#### [The task]
Which lines in the data below contain the word "lamp"? Pull each of them out.

#### [Records shown]
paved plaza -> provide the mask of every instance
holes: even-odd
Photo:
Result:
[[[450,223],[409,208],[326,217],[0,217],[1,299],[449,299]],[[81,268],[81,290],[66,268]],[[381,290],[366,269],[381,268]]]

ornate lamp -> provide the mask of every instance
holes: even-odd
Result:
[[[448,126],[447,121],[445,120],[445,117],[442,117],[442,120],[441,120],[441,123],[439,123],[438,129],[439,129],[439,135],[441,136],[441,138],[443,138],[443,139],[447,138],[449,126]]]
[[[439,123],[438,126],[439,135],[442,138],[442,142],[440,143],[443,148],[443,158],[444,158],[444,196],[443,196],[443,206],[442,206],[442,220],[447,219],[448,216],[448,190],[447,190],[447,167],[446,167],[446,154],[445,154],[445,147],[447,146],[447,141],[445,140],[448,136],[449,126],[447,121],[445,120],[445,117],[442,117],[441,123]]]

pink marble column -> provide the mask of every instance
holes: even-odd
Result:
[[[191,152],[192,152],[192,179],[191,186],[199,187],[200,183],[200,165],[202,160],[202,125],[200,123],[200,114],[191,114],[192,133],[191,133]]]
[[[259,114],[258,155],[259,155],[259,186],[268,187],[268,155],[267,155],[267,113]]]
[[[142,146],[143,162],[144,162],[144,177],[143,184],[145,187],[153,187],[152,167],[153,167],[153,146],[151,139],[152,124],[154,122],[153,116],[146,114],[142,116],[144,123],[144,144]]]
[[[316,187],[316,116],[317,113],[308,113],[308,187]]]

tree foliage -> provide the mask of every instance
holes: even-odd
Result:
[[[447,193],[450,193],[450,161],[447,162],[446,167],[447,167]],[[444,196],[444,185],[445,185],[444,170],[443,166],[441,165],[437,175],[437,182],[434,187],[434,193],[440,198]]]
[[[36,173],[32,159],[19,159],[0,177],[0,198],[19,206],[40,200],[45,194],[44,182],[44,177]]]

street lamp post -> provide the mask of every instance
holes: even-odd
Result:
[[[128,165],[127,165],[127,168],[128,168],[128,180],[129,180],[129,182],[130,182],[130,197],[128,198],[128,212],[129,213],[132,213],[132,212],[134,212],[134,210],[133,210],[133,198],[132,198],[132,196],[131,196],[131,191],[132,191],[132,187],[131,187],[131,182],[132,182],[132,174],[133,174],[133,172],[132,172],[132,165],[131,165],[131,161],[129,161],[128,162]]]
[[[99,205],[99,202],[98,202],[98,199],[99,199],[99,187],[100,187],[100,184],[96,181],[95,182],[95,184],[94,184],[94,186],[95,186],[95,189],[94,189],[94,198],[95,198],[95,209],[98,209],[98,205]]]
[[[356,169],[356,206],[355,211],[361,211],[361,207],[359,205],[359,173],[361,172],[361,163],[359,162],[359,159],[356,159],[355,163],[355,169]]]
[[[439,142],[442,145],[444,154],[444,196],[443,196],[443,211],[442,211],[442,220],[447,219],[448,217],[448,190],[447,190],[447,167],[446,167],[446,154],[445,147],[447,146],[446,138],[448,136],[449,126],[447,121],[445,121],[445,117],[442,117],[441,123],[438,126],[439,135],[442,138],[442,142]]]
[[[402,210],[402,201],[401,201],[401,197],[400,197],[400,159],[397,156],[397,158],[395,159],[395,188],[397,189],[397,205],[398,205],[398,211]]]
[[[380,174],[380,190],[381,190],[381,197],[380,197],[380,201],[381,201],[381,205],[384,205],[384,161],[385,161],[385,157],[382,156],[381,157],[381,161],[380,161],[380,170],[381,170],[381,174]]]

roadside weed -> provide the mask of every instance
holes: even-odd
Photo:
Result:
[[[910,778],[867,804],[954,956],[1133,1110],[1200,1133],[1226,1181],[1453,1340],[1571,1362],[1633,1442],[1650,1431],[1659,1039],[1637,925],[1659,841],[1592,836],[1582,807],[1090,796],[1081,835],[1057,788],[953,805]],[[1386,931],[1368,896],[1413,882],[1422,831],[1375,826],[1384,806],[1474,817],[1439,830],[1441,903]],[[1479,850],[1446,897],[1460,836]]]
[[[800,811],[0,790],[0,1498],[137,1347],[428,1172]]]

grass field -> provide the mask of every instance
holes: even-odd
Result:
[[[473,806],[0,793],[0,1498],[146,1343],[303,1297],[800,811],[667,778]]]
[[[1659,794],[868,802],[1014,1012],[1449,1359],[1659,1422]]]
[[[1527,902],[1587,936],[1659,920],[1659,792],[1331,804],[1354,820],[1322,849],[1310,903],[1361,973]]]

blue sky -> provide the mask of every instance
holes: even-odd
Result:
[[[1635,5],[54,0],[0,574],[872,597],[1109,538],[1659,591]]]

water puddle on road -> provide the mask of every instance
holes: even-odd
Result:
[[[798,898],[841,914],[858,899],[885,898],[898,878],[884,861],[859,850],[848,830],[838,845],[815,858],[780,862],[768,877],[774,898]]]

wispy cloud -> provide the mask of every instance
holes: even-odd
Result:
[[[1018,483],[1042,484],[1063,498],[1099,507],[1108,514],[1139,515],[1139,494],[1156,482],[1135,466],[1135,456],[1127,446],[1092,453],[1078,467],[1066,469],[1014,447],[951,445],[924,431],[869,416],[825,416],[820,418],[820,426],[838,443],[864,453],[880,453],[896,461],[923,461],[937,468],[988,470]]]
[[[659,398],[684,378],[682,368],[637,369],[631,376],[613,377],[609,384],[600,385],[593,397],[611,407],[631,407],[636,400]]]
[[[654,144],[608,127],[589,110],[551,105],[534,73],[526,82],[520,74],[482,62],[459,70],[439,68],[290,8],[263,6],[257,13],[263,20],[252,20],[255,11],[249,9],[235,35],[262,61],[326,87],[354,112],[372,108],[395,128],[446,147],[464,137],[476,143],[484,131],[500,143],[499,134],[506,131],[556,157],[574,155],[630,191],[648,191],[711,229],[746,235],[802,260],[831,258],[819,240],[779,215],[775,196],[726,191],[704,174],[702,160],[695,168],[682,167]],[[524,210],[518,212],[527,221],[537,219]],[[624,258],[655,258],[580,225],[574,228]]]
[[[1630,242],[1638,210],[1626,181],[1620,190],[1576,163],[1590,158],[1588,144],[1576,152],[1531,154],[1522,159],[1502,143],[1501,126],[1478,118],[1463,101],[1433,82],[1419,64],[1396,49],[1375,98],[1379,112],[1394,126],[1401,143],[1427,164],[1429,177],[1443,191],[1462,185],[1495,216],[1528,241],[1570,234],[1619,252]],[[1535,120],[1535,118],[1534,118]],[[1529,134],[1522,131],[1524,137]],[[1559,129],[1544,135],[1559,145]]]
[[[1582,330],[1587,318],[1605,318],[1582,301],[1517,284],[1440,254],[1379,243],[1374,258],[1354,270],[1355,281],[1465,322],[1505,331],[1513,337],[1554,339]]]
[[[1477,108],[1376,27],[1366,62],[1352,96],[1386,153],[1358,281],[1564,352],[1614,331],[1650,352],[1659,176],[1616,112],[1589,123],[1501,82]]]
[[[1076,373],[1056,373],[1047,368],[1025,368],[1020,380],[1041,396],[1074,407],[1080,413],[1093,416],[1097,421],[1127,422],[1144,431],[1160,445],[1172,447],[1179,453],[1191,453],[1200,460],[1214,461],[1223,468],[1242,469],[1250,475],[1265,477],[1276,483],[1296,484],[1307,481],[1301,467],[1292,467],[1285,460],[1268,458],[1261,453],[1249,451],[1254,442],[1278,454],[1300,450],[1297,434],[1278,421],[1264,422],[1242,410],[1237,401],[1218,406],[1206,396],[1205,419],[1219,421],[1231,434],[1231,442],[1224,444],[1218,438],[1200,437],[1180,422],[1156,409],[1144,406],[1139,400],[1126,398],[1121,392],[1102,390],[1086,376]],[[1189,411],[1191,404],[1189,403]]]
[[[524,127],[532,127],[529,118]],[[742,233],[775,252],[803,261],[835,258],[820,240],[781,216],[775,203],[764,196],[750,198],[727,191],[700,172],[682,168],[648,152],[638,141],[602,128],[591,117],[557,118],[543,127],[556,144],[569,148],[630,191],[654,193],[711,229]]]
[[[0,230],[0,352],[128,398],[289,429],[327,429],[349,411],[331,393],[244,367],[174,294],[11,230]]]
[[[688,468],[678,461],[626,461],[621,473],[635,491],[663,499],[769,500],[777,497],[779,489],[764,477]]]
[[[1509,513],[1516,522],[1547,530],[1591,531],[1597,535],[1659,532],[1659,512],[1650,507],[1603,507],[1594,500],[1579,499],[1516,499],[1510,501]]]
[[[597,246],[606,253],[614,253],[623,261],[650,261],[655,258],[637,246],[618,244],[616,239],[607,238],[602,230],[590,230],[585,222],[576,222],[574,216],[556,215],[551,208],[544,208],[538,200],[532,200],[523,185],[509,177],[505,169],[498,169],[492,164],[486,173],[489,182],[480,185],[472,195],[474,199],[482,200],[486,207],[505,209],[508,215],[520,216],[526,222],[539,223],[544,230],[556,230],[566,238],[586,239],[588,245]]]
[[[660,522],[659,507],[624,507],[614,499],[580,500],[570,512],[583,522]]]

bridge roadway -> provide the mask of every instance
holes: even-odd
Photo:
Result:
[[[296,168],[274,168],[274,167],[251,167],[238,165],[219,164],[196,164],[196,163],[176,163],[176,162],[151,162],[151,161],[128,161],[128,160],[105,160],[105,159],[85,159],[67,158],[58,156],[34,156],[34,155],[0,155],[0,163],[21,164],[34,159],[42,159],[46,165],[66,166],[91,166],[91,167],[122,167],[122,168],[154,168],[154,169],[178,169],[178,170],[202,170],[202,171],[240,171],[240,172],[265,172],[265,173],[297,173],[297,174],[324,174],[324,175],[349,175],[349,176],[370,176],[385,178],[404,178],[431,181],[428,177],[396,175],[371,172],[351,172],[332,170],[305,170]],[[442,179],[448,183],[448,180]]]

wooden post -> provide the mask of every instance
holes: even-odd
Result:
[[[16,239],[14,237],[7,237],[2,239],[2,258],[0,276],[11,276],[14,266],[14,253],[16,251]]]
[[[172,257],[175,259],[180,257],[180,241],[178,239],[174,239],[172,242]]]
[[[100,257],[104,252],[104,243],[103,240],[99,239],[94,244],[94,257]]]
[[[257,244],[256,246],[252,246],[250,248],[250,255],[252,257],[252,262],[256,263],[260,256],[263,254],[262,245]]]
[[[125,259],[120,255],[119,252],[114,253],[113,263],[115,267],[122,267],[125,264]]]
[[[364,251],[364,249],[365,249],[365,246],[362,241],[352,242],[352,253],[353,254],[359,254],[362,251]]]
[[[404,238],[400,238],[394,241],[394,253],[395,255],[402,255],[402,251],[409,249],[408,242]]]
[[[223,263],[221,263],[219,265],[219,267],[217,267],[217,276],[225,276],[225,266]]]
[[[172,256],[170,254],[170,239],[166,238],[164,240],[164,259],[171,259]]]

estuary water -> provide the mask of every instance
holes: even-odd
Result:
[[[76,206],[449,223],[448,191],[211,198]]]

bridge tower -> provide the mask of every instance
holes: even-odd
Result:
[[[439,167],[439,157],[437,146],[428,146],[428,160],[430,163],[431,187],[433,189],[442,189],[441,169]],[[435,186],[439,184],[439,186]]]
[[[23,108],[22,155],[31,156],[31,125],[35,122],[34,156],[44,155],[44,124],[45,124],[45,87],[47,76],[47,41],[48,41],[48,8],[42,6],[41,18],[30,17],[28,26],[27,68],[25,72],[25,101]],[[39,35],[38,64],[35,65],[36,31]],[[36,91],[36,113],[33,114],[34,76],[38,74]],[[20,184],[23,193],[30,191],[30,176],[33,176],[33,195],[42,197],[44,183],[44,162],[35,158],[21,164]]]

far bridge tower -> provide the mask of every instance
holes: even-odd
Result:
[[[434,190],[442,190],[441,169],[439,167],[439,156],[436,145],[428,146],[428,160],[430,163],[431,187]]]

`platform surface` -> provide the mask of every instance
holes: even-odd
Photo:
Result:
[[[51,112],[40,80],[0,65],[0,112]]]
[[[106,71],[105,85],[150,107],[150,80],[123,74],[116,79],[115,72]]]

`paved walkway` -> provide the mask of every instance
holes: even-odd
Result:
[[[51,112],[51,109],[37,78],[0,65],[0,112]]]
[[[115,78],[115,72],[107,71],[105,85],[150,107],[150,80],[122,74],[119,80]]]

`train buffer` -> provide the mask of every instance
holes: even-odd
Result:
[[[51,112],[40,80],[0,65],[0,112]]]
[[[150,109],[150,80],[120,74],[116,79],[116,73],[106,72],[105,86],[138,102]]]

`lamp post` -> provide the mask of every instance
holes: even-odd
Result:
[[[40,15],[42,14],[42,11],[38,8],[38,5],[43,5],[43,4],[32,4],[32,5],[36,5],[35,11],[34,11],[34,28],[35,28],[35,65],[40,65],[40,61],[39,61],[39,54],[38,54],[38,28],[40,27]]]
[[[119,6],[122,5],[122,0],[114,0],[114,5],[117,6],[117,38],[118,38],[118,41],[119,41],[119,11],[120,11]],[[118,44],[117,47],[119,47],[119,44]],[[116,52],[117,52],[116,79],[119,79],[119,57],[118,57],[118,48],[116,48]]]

#### [Reply]
ornate lamp -> provide the mask of every instance
street lamp post -> provide the mask of every instance
`lamp post` -> provide the mask of every instance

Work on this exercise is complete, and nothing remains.